- Exercise brief:
Your answer must consist of the records exactly as given, with no pictures included.

- Data extracts:

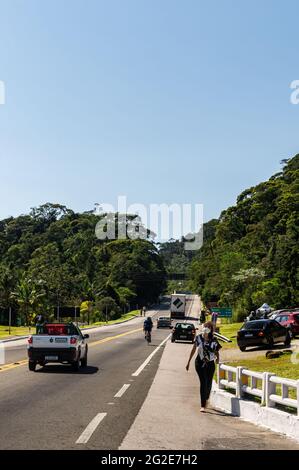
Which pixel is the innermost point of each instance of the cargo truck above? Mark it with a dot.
(178, 306)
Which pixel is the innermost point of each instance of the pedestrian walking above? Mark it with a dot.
(202, 316)
(214, 319)
(207, 353)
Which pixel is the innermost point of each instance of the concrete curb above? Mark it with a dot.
(270, 418)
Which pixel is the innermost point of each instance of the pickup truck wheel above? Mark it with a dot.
(84, 361)
(76, 365)
(287, 341)
(32, 365)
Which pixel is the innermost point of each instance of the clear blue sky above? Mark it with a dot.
(161, 100)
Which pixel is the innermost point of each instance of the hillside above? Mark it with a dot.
(250, 254)
(52, 257)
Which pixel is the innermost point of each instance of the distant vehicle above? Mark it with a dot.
(262, 333)
(58, 342)
(290, 320)
(164, 322)
(178, 306)
(183, 332)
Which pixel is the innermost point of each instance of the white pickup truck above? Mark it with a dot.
(57, 342)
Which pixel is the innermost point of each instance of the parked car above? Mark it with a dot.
(183, 332)
(262, 333)
(57, 342)
(164, 322)
(290, 320)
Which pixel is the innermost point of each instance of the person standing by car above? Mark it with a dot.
(207, 353)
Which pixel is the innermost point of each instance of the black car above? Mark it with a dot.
(262, 333)
(164, 322)
(183, 332)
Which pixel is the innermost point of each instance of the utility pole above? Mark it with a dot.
(9, 321)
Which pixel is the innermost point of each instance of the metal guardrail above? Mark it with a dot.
(262, 385)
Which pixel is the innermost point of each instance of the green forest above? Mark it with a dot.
(52, 257)
(250, 254)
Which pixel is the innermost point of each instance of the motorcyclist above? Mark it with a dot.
(147, 326)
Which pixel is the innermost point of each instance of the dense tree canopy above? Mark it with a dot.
(250, 255)
(52, 257)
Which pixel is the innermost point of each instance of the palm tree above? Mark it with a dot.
(27, 296)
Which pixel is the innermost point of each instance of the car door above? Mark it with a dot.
(82, 342)
(280, 332)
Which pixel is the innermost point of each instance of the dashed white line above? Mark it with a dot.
(140, 369)
(123, 389)
(90, 429)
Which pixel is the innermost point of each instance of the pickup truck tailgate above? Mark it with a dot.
(51, 342)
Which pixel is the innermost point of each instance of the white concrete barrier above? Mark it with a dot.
(234, 383)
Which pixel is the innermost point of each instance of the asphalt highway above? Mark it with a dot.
(56, 408)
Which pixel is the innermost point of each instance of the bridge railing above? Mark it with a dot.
(268, 389)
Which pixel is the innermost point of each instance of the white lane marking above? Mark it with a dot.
(90, 429)
(122, 391)
(140, 369)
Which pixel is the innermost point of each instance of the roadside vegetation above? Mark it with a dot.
(25, 330)
(281, 366)
(250, 254)
(52, 258)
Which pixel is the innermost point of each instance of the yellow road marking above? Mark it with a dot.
(23, 362)
(13, 365)
(110, 338)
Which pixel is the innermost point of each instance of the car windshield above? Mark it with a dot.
(57, 329)
(184, 326)
(254, 325)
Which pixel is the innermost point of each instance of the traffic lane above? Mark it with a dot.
(51, 408)
(17, 350)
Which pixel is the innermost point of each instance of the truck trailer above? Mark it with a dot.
(178, 306)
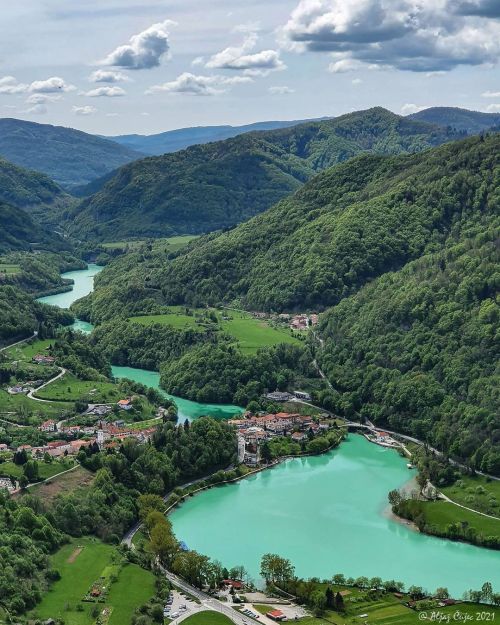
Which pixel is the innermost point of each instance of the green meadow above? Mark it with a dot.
(249, 333)
(82, 562)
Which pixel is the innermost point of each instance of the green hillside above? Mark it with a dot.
(69, 156)
(20, 232)
(29, 189)
(218, 185)
(471, 122)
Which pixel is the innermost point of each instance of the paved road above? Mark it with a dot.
(207, 602)
(33, 336)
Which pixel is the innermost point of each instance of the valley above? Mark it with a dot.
(193, 353)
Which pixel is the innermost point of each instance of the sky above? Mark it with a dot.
(130, 66)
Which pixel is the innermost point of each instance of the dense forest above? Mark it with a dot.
(471, 122)
(20, 315)
(218, 185)
(347, 226)
(418, 349)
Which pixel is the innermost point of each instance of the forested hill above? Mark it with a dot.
(220, 184)
(182, 138)
(69, 156)
(18, 231)
(417, 349)
(471, 122)
(347, 226)
(27, 189)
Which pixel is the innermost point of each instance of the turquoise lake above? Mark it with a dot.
(329, 514)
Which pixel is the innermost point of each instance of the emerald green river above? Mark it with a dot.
(327, 513)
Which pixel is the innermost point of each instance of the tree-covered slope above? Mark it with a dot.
(418, 349)
(18, 231)
(182, 138)
(69, 156)
(28, 189)
(471, 122)
(349, 225)
(220, 184)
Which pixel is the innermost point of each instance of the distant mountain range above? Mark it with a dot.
(68, 156)
(217, 185)
(175, 140)
(471, 122)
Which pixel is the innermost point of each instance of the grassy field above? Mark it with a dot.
(9, 270)
(134, 587)
(62, 485)
(170, 244)
(24, 407)
(69, 388)
(80, 563)
(249, 333)
(45, 469)
(477, 493)
(207, 618)
(442, 513)
(26, 351)
(177, 320)
(380, 613)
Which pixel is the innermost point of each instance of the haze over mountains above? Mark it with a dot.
(220, 184)
(174, 140)
(68, 156)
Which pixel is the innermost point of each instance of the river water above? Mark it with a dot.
(83, 285)
(328, 514)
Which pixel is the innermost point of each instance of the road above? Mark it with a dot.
(62, 372)
(33, 336)
(206, 601)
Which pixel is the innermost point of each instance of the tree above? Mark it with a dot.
(442, 593)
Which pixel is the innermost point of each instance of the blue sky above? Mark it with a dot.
(123, 66)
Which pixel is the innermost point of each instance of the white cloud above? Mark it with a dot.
(145, 50)
(108, 76)
(421, 36)
(281, 90)
(105, 92)
(84, 110)
(51, 85)
(347, 64)
(37, 109)
(241, 57)
(408, 109)
(10, 85)
(188, 83)
(42, 98)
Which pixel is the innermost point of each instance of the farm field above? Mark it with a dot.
(45, 469)
(82, 562)
(62, 485)
(442, 513)
(24, 407)
(26, 351)
(9, 269)
(477, 493)
(172, 244)
(70, 388)
(395, 613)
(250, 333)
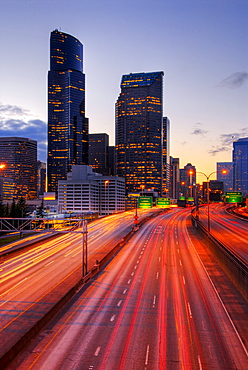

- Exercise response:
Which pixel is the innermost point of each instance of the cargo truck above? Mark it with a dot.
(178, 306)
Which pixel is the innermost point of each instance of the pedestrian walking above? Mark it with a dot.
(202, 316)
(214, 319)
(207, 353)
Which pixel is the innermost point of each instance of the concrete curb above? Mark it with a dot.
(270, 418)
Which pixel is the innermost point of each instance of the pickup truck wheel above? Mark it with a dot.
(84, 361)
(76, 365)
(287, 341)
(32, 365)
Which pixel is the innermost point of each instance of the clear blue sky above? Mark it with a dot.
(161, 100)
Which pixel is the innermost point of each instance of the hillside above? Mark it with a dot.
(250, 254)
(52, 257)
Which pixel is the innermost point of each instance of the distant vehicle above? Mark it with a dot.
(262, 333)
(58, 342)
(290, 320)
(164, 322)
(178, 306)
(183, 332)
Which pixel is the innermost point of each instance of the white pickup truck above? Mark it with a dot.
(57, 342)
Which pixel is the innermost point of each instance of the parked car above? Mark it with a dot.
(183, 332)
(262, 333)
(57, 342)
(164, 322)
(290, 320)
Which pixel is the innermost point of each instance of the person standing by car above? Mark it with a dot.
(207, 353)
Which pixel is the innermost point of each instance of the black car above? Mark it with a dot.
(262, 333)
(164, 322)
(183, 332)
Which pixel is the innermost point of each instance of the utility pole above? Mark it with a dot.
(9, 321)
Which pixel is the innermost point of each instance of the metal guardrail above? Mark it with a dot.
(262, 385)
Which pixel is the innermost point of each instance of the green forest above? Mark it with a dot.
(52, 257)
(250, 254)
Which pixel is the innermost point of each instance of the motorcyclist above? Mark it with a dot.
(147, 326)
Which pixel is the innermost point of each instance of the dense tree canopy above? Mark it with a dot.
(250, 255)
(52, 257)
Which pixel is the innermost point of each instance of the palm tree above? Mark it with a dot.
(27, 296)
Which pixel is the innermost point of each instance of the car door above? Mark it with a dot.
(82, 342)
(280, 332)
Which pixel is the innermost point of each instance of the dashed white line above? Mark it with a dot.
(140, 369)
(123, 389)
(90, 429)
Which pixel is the innermost point of each instance of the pickup truck tailgate above? Mark it with a dot.
(51, 342)
Which pixel is the innermost point of each instance of the white concrete barrier above? Mark it with a dot.
(234, 383)
Which pixel is the innermost point of each instance of the asphalt highway above? Mark it with a dot.
(56, 408)
Which pixel is the innermost point of each instance of the bridge railing above? Mark it with a dot.
(268, 389)
Which pixel is the innermost point of each instance of the white lane marking above? Mark it with a dot.
(90, 429)
(122, 391)
(140, 369)
Which pixel is the innermost point of each instance of the roadside vegetation above? Mark it with a dot.
(25, 330)
(281, 366)
(250, 254)
(52, 258)
Which pixel is the innermost point of each instance of the yellow road marking above? Mark it with a dot.
(23, 362)
(13, 365)
(110, 338)
Which pixel is the innermost point of each instance of the car windshield above? Mark it with a dot.
(57, 329)
(184, 326)
(254, 325)
Which pixel is the innermost point of each instance of the traffic lane above? Mark it with a dot.
(51, 408)
(17, 350)
Which pixel is the innermost point of each instance of the truck trailer above? Mark it with a dot.
(178, 306)
Which pixel is the innermost point of each instance of the green meadow above? Mark it with a dot.
(249, 333)
(82, 562)
Which pixel is the innermost point of each instance of the green hillside above? Mark it with a dot.
(69, 156)
(20, 232)
(29, 189)
(218, 185)
(471, 122)
Which pixel is the innermost point of each instance of the paved road above? Mark it with a dot.
(207, 602)
(33, 336)
Which pixel is the innermost point of each instance of the valley above? Mark it with a dot.
(193, 353)
Which pixel is the innermost point of each instance of the sky above? Mark it with a dot.
(130, 66)
Which pixel is the innermost point of each instance of the dense forest above? Mark it with a dot.
(471, 122)
(20, 315)
(218, 185)
(347, 226)
(418, 349)
Which pixel is the innermost point of each instance of the forested hill above? Mark it with a dot.
(220, 184)
(182, 138)
(69, 156)
(18, 231)
(417, 349)
(471, 122)
(347, 226)
(27, 189)
Which pixel is the innermost point of each instance of the turquoise lake above? Mark it with a dot.
(329, 514)
Which pixel is the innermost point of each instance of the emerald green river above? Mark it with a dot.
(327, 513)
Which pixel is the innermost point of each instance of the tree-covered slope above? Mark it with a dot.
(418, 349)
(18, 231)
(182, 138)
(69, 156)
(28, 189)
(471, 122)
(349, 225)
(220, 184)
Which pixel is the innermost point of each instance of the distant mountain range above? Mark it with a dot.
(68, 156)
(217, 185)
(175, 140)
(471, 122)
Which pixel is the innermost point of each instance of the grassy field above? Mark it with a dot.
(9, 270)
(134, 587)
(62, 485)
(170, 244)
(24, 407)
(69, 388)
(80, 563)
(249, 333)
(45, 469)
(477, 493)
(207, 618)
(442, 513)
(26, 351)
(177, 320)
(380, 613)
Which pixel is the innermost point of each instance of the haze over mountains above? Mark it with a dot.
(220, 184)
(174, 140)
(68, 156)
Which pixel is the innermost point of each instance of the river water above? Mark it with a dot.
(83, 285)
(328, 514)
Which pixel is the innermost point of each instance of the road above? Mark it with a dot.
(62, 372)
(33, 336)
(206, 601)
Which pixel is the innermost point of each instance of the tree above? Mark it with a dot.
(442, 593)
Which pixel is the innermost point of each instance of the blue sky above? Mark it with a dot.
(123, 66)
Which pixel is the innermost point of each instance of the white cloud above? Mark it with a dot.
(145, 50)
(108, 76)
(421, 36)
(281, 90)
(105, 92)
(84, 110)
(51, 85)
(347, 64)
(37, 109)
(241, 57)
(408, 109)
(10, 85)
(188, 83)
(42, 98)
Which pixel is the innermost point of each instance of the farm field above? Mark it with a dot.
(45, 469)
(82, 562)
(62, 485)
(442, 513)
(24, 407)
(26, 351)
(9, 269)
(477, 493)
(172, 244)
(70, 388)
(395, 613)
(250, 333)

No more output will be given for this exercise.